+++ DATA SUPPLIED
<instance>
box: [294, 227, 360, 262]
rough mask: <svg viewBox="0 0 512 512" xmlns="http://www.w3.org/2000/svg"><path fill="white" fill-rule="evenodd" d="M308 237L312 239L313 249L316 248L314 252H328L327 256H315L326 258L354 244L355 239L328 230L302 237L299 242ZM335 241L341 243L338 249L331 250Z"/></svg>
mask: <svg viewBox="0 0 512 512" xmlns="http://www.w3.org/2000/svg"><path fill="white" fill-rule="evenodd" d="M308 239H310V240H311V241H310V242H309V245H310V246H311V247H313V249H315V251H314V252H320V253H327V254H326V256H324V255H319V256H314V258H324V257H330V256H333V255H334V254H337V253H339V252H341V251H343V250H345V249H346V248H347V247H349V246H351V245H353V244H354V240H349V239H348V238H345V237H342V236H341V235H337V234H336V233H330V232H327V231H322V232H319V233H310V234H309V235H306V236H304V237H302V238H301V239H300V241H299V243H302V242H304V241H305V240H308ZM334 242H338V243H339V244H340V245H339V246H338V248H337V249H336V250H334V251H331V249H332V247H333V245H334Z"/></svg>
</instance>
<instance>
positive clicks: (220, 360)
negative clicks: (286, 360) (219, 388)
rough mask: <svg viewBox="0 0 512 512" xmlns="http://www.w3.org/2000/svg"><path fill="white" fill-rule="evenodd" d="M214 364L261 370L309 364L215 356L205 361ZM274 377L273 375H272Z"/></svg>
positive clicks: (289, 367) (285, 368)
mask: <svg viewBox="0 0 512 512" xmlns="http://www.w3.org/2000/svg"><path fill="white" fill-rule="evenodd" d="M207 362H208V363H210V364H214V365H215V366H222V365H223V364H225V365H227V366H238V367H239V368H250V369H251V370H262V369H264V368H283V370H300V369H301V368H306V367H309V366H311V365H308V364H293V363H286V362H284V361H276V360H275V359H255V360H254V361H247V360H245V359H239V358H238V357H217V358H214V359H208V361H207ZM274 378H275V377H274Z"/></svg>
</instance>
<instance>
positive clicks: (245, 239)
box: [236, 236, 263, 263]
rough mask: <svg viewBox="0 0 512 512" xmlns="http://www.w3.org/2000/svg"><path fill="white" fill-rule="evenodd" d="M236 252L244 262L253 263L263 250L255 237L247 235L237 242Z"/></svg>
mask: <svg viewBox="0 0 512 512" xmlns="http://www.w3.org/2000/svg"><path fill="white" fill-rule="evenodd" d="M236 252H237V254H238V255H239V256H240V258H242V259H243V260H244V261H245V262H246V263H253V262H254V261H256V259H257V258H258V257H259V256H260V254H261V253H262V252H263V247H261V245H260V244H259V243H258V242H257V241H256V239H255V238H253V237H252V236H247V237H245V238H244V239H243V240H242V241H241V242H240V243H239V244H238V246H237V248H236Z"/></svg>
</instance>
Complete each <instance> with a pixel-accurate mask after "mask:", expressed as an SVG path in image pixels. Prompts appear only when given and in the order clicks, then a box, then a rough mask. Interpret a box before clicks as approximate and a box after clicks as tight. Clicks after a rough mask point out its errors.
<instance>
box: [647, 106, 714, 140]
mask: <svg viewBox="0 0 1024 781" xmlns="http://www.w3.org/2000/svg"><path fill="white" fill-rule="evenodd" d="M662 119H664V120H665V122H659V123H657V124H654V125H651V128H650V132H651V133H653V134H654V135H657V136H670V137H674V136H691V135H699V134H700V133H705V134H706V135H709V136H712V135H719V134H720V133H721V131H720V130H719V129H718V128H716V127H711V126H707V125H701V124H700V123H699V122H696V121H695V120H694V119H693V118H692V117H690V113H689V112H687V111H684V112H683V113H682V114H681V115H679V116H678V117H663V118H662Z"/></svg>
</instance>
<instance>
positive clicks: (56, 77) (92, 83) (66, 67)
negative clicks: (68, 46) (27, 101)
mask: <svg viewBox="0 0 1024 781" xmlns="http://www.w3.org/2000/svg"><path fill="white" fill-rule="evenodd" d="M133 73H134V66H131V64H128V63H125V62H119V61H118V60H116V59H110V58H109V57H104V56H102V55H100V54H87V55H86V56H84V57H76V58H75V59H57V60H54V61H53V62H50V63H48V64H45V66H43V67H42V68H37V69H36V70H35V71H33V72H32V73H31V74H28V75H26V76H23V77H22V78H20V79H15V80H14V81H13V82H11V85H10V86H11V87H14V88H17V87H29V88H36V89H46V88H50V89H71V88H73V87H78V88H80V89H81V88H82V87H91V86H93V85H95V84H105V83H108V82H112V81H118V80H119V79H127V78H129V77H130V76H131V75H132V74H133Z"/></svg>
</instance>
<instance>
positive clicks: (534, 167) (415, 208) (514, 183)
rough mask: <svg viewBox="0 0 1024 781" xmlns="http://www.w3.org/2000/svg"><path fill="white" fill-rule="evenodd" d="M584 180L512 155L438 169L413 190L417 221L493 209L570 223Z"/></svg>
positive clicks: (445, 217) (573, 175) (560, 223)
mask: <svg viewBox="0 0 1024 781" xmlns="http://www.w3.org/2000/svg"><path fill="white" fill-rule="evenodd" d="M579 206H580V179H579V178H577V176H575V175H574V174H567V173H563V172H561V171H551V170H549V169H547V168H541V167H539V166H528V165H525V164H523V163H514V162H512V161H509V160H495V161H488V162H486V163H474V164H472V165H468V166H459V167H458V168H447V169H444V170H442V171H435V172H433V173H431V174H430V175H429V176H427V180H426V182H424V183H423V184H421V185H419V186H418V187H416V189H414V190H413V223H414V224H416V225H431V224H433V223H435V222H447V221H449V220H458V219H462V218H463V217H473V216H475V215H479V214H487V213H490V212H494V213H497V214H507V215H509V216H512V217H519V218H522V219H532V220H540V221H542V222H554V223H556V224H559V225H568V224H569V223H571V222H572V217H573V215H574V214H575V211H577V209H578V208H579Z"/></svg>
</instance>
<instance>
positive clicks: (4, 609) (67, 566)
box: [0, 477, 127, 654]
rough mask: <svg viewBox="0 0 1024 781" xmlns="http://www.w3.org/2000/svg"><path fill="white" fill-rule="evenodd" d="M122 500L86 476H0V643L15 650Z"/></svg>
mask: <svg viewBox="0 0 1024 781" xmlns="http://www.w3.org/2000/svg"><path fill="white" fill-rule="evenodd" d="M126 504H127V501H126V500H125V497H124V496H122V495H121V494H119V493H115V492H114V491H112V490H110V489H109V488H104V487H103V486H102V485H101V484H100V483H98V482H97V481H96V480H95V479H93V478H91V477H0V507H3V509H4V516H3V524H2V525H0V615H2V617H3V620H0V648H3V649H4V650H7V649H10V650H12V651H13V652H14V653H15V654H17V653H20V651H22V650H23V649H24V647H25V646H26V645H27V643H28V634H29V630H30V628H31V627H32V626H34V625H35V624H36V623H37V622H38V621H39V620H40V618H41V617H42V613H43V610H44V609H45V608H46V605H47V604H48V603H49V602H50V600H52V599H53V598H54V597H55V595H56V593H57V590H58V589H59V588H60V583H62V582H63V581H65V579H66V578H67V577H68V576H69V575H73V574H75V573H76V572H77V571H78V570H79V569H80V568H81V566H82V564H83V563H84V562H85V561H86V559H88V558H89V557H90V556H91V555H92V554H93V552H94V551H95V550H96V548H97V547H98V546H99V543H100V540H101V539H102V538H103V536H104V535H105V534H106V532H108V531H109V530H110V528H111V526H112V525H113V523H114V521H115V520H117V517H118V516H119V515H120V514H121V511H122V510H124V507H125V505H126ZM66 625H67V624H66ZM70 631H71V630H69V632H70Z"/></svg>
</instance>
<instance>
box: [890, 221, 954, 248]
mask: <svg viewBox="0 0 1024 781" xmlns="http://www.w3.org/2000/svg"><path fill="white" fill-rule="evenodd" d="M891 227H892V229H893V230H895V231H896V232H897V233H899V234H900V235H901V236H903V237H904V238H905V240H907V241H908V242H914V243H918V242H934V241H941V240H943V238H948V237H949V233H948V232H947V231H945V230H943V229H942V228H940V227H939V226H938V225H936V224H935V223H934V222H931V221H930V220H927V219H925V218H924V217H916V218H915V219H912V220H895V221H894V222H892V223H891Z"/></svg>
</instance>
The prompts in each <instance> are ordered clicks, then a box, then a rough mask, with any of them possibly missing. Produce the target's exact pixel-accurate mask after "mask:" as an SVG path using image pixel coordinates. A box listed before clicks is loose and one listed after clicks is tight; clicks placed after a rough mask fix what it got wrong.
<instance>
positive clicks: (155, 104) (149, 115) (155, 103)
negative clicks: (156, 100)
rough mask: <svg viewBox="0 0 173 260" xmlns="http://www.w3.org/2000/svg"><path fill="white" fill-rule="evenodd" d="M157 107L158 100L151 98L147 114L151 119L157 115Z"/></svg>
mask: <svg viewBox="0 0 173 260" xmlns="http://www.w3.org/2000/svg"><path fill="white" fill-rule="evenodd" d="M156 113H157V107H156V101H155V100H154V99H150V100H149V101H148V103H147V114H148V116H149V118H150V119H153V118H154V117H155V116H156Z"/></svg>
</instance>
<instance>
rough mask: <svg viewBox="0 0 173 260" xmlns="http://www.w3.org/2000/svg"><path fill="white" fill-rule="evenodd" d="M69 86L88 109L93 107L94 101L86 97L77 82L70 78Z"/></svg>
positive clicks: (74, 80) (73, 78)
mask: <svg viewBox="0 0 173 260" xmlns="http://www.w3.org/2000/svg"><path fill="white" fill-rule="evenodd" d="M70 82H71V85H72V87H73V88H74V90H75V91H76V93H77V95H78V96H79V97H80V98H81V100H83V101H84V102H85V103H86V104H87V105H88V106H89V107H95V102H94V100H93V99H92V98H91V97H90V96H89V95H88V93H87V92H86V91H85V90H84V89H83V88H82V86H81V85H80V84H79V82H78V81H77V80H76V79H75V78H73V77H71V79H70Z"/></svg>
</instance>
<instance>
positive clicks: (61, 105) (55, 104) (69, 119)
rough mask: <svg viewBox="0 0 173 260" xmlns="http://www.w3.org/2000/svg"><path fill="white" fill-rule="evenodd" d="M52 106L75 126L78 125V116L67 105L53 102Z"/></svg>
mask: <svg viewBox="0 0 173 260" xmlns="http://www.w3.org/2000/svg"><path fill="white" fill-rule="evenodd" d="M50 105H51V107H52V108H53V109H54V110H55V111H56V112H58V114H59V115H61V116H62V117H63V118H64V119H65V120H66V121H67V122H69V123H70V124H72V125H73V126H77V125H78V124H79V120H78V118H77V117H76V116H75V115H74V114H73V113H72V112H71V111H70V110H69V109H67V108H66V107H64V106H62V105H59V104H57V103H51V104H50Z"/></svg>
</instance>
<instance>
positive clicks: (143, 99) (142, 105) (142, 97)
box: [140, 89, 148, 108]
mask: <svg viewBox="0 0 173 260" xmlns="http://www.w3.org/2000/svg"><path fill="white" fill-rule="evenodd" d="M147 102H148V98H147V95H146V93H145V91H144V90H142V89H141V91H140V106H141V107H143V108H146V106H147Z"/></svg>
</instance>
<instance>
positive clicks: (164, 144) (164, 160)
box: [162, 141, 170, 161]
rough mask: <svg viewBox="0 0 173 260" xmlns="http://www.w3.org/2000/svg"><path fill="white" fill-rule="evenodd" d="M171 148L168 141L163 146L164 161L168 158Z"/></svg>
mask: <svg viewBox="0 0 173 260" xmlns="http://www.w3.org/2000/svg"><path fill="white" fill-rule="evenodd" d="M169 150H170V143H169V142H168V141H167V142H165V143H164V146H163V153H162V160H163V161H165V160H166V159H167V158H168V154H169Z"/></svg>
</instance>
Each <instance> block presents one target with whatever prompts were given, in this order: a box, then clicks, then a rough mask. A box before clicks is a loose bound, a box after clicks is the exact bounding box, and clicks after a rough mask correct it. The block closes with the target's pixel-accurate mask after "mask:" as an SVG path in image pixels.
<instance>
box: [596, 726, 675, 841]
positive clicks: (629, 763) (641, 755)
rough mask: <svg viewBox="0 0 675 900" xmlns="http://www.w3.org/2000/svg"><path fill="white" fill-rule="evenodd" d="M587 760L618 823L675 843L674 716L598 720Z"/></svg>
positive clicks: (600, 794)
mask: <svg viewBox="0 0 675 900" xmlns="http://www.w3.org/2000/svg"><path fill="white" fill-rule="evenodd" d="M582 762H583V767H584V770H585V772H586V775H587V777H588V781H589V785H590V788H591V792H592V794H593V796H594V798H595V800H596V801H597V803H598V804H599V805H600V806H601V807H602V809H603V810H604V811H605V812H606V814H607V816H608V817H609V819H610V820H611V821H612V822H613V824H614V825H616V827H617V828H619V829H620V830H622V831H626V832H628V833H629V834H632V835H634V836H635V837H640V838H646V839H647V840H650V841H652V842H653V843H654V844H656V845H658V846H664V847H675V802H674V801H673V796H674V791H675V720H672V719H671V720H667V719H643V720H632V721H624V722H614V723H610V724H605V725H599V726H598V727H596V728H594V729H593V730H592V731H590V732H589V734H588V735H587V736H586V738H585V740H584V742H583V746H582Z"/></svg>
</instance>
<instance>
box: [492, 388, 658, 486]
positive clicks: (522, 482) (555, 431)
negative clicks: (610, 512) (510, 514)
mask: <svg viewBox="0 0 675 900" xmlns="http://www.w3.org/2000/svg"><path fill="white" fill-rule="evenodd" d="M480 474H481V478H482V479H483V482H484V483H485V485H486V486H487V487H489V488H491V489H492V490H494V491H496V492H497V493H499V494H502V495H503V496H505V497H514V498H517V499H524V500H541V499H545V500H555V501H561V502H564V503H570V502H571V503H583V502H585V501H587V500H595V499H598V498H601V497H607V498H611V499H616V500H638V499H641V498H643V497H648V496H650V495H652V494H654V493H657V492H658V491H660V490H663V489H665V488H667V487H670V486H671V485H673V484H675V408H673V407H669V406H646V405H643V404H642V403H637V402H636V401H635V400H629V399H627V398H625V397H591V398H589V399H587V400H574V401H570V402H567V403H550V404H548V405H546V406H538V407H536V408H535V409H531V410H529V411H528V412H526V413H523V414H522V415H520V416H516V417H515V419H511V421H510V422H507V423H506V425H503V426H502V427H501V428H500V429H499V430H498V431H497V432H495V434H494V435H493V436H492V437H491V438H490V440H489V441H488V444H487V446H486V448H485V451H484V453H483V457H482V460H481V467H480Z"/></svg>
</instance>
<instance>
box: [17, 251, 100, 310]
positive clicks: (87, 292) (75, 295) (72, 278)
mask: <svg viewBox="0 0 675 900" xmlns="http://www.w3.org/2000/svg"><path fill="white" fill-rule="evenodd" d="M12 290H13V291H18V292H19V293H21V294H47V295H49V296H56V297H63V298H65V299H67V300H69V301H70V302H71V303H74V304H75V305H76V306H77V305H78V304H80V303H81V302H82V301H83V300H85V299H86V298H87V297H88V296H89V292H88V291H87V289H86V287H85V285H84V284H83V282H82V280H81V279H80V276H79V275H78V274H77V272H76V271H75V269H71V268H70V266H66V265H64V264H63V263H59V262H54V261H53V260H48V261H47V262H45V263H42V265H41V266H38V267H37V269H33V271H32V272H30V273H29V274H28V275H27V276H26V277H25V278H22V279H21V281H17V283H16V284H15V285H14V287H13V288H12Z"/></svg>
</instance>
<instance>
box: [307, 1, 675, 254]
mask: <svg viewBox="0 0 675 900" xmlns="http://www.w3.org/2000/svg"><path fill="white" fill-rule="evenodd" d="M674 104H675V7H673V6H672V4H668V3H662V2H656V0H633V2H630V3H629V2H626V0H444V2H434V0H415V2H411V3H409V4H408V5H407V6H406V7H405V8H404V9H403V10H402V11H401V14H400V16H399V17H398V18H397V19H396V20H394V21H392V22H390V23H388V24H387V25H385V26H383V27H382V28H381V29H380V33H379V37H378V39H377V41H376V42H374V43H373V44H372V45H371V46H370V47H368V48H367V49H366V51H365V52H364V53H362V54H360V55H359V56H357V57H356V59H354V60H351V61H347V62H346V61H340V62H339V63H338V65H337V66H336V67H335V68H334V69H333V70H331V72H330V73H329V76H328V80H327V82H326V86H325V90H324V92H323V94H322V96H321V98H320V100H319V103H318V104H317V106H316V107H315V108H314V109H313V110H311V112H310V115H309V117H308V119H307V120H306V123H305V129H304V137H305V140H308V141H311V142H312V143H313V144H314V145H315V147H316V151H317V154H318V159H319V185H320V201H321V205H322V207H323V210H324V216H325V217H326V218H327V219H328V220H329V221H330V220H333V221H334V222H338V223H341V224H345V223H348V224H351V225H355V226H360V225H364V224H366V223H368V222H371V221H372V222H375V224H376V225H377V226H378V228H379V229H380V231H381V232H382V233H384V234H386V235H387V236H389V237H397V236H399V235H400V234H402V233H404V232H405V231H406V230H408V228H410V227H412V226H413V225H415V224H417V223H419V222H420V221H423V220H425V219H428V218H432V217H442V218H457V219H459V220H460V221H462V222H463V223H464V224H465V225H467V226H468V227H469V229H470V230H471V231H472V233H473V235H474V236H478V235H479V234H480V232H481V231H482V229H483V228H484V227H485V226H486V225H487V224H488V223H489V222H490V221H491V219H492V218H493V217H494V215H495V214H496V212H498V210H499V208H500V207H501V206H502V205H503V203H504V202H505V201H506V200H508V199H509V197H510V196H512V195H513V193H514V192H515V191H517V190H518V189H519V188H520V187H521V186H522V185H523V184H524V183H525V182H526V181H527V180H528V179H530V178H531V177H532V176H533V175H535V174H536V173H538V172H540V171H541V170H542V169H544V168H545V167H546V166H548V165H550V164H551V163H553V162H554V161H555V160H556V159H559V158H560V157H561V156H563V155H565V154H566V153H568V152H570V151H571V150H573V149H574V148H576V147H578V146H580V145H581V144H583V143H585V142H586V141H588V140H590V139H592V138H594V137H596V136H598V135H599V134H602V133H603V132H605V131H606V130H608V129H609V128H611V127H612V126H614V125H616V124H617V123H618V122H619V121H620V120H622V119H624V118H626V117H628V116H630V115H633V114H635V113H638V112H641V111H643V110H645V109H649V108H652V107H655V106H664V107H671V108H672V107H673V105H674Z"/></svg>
++++++
(DIRECTIONS):
Please count the lines in the data above that contain the string "negative", treating uppercase and lowercase as different, and reply with only the number.

(ANSWER FOR THIS EXERCISE):
4